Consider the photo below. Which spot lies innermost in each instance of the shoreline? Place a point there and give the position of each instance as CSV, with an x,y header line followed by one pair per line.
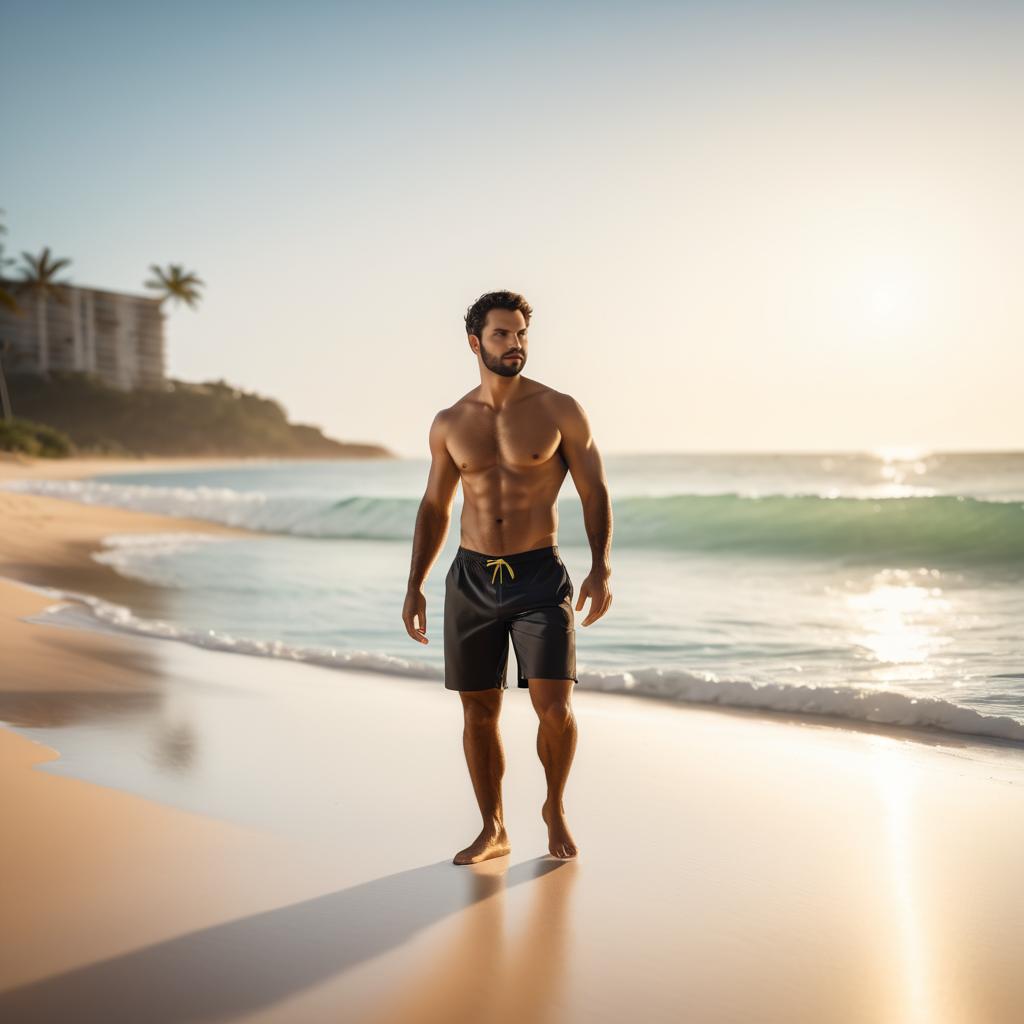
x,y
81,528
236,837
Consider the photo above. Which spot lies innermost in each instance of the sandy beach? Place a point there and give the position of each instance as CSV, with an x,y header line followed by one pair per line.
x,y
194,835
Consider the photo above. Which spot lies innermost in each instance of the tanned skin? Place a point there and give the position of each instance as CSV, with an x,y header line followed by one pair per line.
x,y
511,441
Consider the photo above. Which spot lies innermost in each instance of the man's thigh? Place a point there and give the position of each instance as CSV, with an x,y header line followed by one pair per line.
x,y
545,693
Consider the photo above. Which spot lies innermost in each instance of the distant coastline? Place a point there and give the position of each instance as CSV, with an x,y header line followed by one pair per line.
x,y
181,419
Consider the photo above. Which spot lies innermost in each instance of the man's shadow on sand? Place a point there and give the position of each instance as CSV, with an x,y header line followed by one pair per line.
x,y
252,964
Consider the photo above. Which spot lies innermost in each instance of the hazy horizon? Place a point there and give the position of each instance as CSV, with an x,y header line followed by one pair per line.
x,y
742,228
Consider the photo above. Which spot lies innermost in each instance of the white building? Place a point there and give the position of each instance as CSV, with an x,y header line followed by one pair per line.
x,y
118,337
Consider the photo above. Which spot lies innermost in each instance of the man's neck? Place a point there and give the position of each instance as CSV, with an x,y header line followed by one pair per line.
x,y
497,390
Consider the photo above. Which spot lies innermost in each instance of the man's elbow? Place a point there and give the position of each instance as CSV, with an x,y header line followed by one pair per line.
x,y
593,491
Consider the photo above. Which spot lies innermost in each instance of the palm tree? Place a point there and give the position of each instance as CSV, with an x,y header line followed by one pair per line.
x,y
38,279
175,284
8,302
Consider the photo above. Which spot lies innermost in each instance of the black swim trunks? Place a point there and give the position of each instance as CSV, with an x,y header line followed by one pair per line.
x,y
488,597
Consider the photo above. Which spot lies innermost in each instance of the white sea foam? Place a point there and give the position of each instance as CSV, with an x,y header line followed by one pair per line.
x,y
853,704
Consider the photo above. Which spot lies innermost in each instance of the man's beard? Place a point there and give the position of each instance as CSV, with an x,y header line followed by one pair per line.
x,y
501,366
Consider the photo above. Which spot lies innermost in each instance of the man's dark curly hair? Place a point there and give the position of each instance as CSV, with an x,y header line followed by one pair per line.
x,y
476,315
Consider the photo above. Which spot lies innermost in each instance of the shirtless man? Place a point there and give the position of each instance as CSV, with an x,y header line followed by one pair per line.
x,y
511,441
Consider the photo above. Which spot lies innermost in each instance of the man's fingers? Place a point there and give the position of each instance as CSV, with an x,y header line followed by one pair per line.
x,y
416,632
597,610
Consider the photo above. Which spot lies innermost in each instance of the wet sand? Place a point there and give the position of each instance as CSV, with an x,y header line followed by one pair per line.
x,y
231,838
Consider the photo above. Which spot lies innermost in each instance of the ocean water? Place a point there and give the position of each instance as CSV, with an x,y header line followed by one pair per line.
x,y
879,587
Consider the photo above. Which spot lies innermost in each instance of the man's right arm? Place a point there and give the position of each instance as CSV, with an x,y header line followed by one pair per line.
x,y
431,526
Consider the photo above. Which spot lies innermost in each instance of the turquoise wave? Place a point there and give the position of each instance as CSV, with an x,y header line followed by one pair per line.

┄┄┄┄┄┄┄┄┄┄

• Aim of the task:
Please rescale the entries above, starting with the line containing "the man's dark" and going on through the last line of the entries. Reproduce only these lines, requests included and unchanged, but multiply every coordinate in the answers by 0.25 and round each to a whole number, rounding halves up.

• Written reply:
Consider the photo above. Which spot lies innermost in each instance of the man's dark curly hair? Place a point there and give the position of each instance as CSV, with an x,y header line followed by one pair per line.
x,y
119,79
Consider the photo above. Which spot lies innermost in each instance of the shirtless man? Place a point there and give the position of each instance as CSV, with an x,y header line followed by one pair per line.
x,y
128,110
Consider the photo above. Which spot lies innermost in each instance of the man's fingers? Place a point there and give the position of each instance as CSV, with an x,y header line followed by one pair per line.
x,y
104,158
149,153
Consider the photo above. Which spot lies innermost in each instance of the wet sand? Place a point there and give the position of each instance as CSV, with an x,y header line followed by one pair per line.
x,y
58,210
Consider the photo above. Which spot lies innermost in each instance of the ocean water? Place a point there and give the position of each instance as CSV, with an x,y header line followed by one pair per line.
x,y
220,147
Consider the photo above. Which spot lies innermost in each instance of the man's right arm? Place a point there and give the position of each instance as CSV, with an x,y header line followed by one pair per line.
x,y
108,132
Consider the photo above. Which spot lies innermost in each instance of the turquoise wave? Place a point there and give the position of each instance as CSV, with an x,y header line followed by one pair per line.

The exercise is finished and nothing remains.